══ Textauszug ══
Auch wenn dieser Krieg für Katalonien viele Tote und den Verlust wichtiger Gebiete (1/5 des Territoriums) bedeutet hat, waren die Folgen nichts im Vergleich zu denen, die Katalonien mit dem Ende des Spanischen Erbfolgekriegs zu erwarten hatte. Nach dem kinderlosen Tod des Habsburgers Carlos II., gab es zwei Thronprätendenten: den Habsburger Carlos VI. (später römisch-deutscher Kaiser) und den Bourbonen Felipe V. Katalonien unterstützte zunächst zwar den Thronanspruch von Felipe, aber es war relativ schnell klar, dass er dem Vorbild seines Großvaters Ludwig XIV. folgen würde, und Spanien zu einer zentralistischen absoluten Monarchie umwandeln würde. Der Krieg dauerte 13 Jahre und war von internationaler Bedeutung, da Frankreich den Bourbonen (Felipe V. war ja der Enkel des Königs von Frankreich) unterstützte, um seinen Einfluss zu vergrößern. Die restlichen europäischen Mächte (das Heilige Römische Reich Deutscher Nation, England, die Niederlande) versuchten dies zu verhindern. Doch am Ende gewann Felipe V., der – nach einer über einjährigen Belagerung der Stadt – am 11. September 1714 Barcelona einnahm und so zum König Spaniens wurde.
═══
══ Bereitgestelltes Material ══
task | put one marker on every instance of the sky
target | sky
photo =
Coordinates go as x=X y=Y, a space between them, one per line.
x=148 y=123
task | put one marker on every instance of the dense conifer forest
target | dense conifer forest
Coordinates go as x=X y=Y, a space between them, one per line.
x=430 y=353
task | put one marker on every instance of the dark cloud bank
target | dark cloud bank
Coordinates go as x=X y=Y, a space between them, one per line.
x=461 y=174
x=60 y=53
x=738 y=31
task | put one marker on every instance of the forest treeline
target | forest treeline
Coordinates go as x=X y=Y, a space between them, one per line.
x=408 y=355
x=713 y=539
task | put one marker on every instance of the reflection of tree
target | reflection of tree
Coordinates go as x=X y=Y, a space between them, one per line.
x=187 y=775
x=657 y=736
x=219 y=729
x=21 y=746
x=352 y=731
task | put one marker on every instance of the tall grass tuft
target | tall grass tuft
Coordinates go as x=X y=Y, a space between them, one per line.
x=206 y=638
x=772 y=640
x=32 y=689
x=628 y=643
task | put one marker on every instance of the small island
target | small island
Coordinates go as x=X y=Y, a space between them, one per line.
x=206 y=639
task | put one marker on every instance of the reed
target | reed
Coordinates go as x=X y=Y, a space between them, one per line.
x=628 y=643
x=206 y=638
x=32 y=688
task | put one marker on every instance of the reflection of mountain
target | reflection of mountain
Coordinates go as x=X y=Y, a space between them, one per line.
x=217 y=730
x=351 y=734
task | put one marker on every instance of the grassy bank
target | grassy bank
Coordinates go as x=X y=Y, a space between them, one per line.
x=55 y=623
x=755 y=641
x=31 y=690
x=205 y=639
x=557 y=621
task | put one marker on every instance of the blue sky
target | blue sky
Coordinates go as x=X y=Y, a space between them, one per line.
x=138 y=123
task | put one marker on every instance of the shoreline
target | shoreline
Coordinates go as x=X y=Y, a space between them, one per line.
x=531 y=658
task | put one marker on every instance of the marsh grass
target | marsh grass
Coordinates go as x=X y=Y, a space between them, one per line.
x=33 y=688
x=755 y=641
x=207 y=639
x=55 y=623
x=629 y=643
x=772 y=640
═══
Schreib den Textauszug über Katalonien und den Spanischen Erbfolgekrieg weiter. Fang direkt nach dem letzten Satz an.

Als Rache dafür, die Habsburger unterstützt zu haben, wurden Katalonien – aber auch die anderen Länder der Krone Aragoniens (Königreich Aragón, Königreich Valencia und das Königreich Mallorca) – bestraft. Durch die Verordnungen der „Decretos de la Nueva Planta“ wurden ihnen alle Sonderrechte entzogen. Sie verloren ihre eigenen Institutionen, ihre Regierungen, ihre Gerichte, ihre Verfassungen. Die Vorschrift, dass hohe Stellen nicht an Ausländer vergeben werden durften, wurde abgeschafft: Von nun an durften auch Kastilier in Aragón oder Katalonien hohe Stellen besetzen (vorher galten Kastilier in Aragón oder Aragonesen in Kastilien als Ausländer). Die Zölle und Grenzen zwischen den Ländern Aragoniens und Kastiliens wurden abgeschafft und stattdessen ein zentralistisches Zoll- und Steuersystem eingeführt. Kastilisch wurde zur Sprache der Öffentlichkeit, Katalanisch durfte nicht mehr für offizielle Angelegenheiten benutzt werden. Mit einem Schlag wurde Spanien zentralisiert, die Staaten der Krone Aragoniens verschwanden in der Bedeutungslosigkeit, Katalonien wurde zu einer weiteren Provinz.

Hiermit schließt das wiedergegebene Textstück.